Dataset records:
■ ■ ■ ■ ■ ■ ■

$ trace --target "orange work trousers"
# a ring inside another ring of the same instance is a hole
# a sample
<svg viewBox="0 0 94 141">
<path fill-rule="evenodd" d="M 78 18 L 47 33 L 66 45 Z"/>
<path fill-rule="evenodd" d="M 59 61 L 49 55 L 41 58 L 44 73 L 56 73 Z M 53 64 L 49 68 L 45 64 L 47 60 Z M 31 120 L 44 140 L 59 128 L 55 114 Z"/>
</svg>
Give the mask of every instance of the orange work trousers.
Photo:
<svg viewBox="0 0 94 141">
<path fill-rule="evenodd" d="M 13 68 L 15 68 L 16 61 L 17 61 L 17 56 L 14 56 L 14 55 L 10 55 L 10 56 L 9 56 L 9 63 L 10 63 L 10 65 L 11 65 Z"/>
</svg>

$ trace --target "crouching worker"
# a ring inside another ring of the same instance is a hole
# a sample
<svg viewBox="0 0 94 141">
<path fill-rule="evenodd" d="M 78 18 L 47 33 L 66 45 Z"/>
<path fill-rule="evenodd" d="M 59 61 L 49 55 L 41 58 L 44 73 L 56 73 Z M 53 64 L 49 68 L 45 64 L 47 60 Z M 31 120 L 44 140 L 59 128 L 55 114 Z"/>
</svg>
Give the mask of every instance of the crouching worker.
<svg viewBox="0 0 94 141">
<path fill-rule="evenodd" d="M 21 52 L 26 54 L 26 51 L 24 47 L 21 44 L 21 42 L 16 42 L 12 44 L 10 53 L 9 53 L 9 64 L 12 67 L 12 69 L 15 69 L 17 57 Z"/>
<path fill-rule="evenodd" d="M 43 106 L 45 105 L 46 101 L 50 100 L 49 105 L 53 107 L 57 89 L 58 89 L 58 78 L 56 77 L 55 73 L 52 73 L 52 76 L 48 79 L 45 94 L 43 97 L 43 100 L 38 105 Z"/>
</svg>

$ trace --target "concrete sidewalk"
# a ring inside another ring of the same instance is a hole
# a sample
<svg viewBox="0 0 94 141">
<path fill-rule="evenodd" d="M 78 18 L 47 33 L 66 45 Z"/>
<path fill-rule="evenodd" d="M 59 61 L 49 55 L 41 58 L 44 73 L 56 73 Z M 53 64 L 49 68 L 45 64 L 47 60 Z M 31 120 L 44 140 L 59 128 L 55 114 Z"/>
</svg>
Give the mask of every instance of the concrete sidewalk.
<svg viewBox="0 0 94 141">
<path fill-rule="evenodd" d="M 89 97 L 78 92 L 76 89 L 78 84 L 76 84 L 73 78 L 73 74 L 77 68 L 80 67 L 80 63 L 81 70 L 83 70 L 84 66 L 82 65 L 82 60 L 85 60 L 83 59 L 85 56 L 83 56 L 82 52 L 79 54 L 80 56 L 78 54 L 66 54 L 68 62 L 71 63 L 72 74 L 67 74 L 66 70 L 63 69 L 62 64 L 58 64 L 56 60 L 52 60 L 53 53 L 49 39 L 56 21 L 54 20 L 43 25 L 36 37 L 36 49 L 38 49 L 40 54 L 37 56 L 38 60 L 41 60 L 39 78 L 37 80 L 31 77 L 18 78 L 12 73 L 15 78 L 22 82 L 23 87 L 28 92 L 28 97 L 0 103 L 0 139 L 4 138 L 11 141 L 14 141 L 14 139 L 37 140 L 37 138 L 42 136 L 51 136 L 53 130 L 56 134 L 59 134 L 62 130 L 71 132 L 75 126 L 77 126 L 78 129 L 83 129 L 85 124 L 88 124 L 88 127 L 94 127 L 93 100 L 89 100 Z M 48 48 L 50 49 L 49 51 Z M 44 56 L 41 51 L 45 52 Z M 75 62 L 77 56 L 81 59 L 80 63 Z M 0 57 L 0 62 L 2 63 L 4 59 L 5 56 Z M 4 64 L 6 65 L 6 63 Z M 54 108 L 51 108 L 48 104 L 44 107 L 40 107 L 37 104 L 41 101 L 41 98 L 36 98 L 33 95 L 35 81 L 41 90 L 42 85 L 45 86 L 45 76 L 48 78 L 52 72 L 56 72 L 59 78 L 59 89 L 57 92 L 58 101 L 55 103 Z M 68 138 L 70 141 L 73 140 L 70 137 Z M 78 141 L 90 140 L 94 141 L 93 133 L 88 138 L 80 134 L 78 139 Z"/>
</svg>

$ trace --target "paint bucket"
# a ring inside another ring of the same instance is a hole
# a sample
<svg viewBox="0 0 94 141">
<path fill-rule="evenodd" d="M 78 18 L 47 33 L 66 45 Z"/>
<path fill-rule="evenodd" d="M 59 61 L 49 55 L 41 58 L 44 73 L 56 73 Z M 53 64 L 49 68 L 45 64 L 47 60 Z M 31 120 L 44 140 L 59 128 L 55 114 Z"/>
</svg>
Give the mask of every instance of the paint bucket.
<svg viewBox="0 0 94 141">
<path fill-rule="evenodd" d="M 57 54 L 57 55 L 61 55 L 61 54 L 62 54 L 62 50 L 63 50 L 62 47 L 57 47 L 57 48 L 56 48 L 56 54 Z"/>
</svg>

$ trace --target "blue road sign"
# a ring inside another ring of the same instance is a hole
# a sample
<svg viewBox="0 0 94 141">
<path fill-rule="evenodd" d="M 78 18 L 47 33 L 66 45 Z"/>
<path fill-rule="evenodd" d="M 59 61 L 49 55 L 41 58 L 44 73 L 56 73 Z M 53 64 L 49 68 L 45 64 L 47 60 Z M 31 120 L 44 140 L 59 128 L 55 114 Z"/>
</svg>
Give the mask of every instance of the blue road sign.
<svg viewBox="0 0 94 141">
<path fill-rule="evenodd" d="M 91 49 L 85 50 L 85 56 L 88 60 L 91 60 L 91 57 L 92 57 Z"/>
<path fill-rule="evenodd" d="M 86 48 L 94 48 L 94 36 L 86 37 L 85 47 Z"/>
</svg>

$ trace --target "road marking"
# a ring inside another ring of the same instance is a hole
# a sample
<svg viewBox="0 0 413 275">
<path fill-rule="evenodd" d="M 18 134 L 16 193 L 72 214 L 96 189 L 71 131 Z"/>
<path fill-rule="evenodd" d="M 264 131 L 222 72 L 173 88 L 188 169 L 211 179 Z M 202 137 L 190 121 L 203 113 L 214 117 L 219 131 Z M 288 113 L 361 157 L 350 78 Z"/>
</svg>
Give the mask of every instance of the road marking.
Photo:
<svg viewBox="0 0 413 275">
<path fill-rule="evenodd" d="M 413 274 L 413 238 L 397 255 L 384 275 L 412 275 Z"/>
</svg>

■ ■ ■ ■ ■ ■ ■

What needs to be done
From the first line to the last, retype the data exactly.

Correct response
$ trace --target "orange work trousers"
# a ring inside another ring of the same instance is a hole
# a sample
<svg viewBox="0 0 94 141">
<path fill-rule="evenodd" d="M 78 18 L 47 33 L 66 45 Z"/>
<path fill-rule="evenodd" d="M 59 61 L 49 55 L 41 58 L 44 73 L 56 73 Z M 53 64 L 49 68 L 45 64 L 47 60 Z M 31 120 L 44 140 L 59 128 L 55 114 Z"/>
</svg>
Give the mask of every instance of the orange work trousers.
Photo:
<svg viewBox="0 0 94 141">
<path fill-rule="evenodd" d="M 13 68 L 15 68 L 16 61 L 17 61 L 17 56 L 14 56 L 14 55 L 10 55 L 10 56 L 9 56 L 9 63 L 10 63 L 10 65 L 11 65 Z"/>
</svg>

$ trace --target "crouching worker"
# a ring inside another ring of the same instance is a hole
# a sample
<svg viewBox="0 0 94 141">
<path fill-rule="evenodd" d="M 78 18 L 47 33 L 66 45 Z"/>
<path fill-rule="evenodd" d="M 59 61 L 49 55 L 41 58 L 44 73 L 56 73 Z M 53 64 L 49 68 L 45 64 L 47 60 Z M 31 120 L 44 140 L 59 128 L 55 114 Z"/>
</svg>
Give the mask of every instance of the crouching worker.
<svg viewBox="0 0 94 141">
<path fill-rule="evenodd" d="M 21 52 L 26 54 L 26 51 L 24 47 L 21 44 L 21 42 L 16 42 L 12 44 L 10 53 L 9 53 L 9 64 L 12 67 L 12 69 L 15 69 L 17 57 Z"/>
<path fill-rule="evenodd" d="M 43 106 L 45 105 L 46 101 L 50 100 L 49 105 L 53 107 L 57 89 L 58 89 L 58 78 L 56 77 L 55 73 L 52 73 L 52 76 L 48 79 L 45 94 L 43 97 L 43 100 L 38 105 Z"/>
</svg>

$ trace --target "concrete sidewalk"
# a ring inside another ring of the same instance is a hole
# a sample
<svg viewBox="0 0 94 141">
<path fill-rule="evenodd" d="M 78 18 L 47 33 L 66 45 Z"/>
<path fill-rule="evenodd" d="M 59 61 L 49 55 L 41 58 L 44 73 L 56 73 Z M 53 64 L 49 68 L 45 64 L 47 60 Z M 31 120 L 44 140 L 59 128 L 55 114 Z"/>
</svg>
Give the mask of every instance of the concrete sidewalk.
<svg viewBox="0 0 94 141">
<path fill-rule="evenodd" d="M 89 97 L 78 92 L 76 89 L 78 84 L 76 84 L 73 78 L 73 74 L 77 68 L 80 67 L 80 63 L 81 70 L 83 70 L 84 66 L 82 65 L 82 60 L 85 60 L 83 59 L 85 56 L 83 56 L 82 52 L 79 54 L 80 56 L 78 54 L 66 54 L 68 62 L 71 63 L 72 74 L 67 74 L 66 70 L 63 69 L 62 64 L 58 64 L 56 60 L 52 60 L 53 53 L 49 39 L 56 21 L 54 20 L 43 25 L 36 37 L 36 49 L 38 49 L 40 54 L 37 56 L 38 60 L 41 60 L 39 78 L 37 80 L 31 77 L 18 78 L 12 73 L 15 78 L 22 82 L 23 87 L 28 92 L 28 97 L 0 103 L 0 139 L 4 138 L 11 141 L 14 141 L 14 139 L 37 140 L 37 138 L 42 136 L 51 136 L 53 130 L 56 134 L 59 134 L 62 130 L 71 132 L 75 126 L 77 126 L 78 129 L 83 129 L 85 124 L 88 124 L 88 127 L 94 127 L 93 100 L 89 100 Z M 48 48 L 50 49 L 49 51 Z M 44 56 L 41 51 L 45 52 Z M 75 62 L 77 56 L 81 59 L 80 63 Z M 0 57 L 0 62 L 2 63 L 4 59 L 5 56 Z M 4 64 L 6 65 L 6 63 Z M 54 108 L 51 108 L 48 104 L 44 107 L 40 107 L 37 104 L 41 101 L 41 98 L 36 98 L 33 95 L 35 81 L 41 90 L 42 85 L 45 86 L 45 76 L 48 78 L 52 72 L 56 72 L 59 78 L 59 89 L 57 92 L 58 101 L 55 103 Z M 68 138 L 70 141 L 73 140 L 70 137 Z M 78 141 L 90 140 L 94 141 L 93 133 L 88 138 L 80 134 L 78 139 Z"/>
</svg>

$ trace --target "paint bucket"
# a ring inside another ring of the same instance is a hole
# a sample
<svg viewBox="0 0 94 141">
<path fill-rule="evenodd" d="M 78 18 L 47 33 L 66 45 Z"/>
<path fill-rule="evenodd" d="M 59 61 L 49 55 L 41 58 L 44 73 L 56 73 Z M 53 64 L 49 68 L 45 64 L 47 60 Z M 31 120 L 44 140 L 59 128 L 55 114 Z"/>
</svg>
Give the mask of every instance of the paint bucket.
<svg viewBox="0 0 94 141">
<path fill-rule="evenodd" d="M 57 54 L 57 55 L 61 55 L 61 54 L 62 54 L 62 50 L 63 50 L 62 47 L 57 47 L 57 48 L 56 48 L 56 54 Z"/>
</svg>

$ trace --target "blue road sign"
# a ring inside another ring of the same instance is a hole
# a sample
<svg viewBox="0 0 94 141">
<path fill-rule="evenodd" d="M 78 18 L 47 33 L 66 45 Z"/>
<path fill-rule="evenodd" d="M 59 61 L 49 55 L 41 58 L 44 73 L 56 73 Z M 53 64 L 49 68 L 45 64 L 47 60 Z M 31 120 L 44 140 L 59 128 L 55 114 Z"/>
</svg>
Give the mask of every instance of the blue road sign.
<svg viewBox="0 0 94 141">
<path fill-rule="evenodd" d="M 91 49 L 85 50 L 85 56 L 88 60 L 91 60 L 91 57 L 92 57 Z"/>
<path fill-rule="evenodd" d="M 86 48 L 94 48 L 94 36 L 86 37 L 85 47 Z"/>
</svg>

$ trace --target "road marking"
# a ring inside another ring of the same instance is a hole
# a sample
<svg viewBox="0 0 413 275">
<path fill-rule="evenodd" d="M 18 134 L 16 193 L 72 214 L 96 189 L 71 131 Z"/>
<path fill-rule="evenodd" d="M 264 131 L 222 72 L 173 88 L 188 169 L 211 179 Z M 202 137 L 190 121 L 203 113 L 214 117 L 219 131 Z M 288 113 L 361 157 L 350 78 Z"/>
</svg>
Give the mask of every instance of the road marking.
Photo:
<svg viewBox="0 0 413 275">
<path fill-rule="evenodd" d="M 413 274 L 413 238 L 397 255 L 384 275 L 412 275 Z"/>
</svg>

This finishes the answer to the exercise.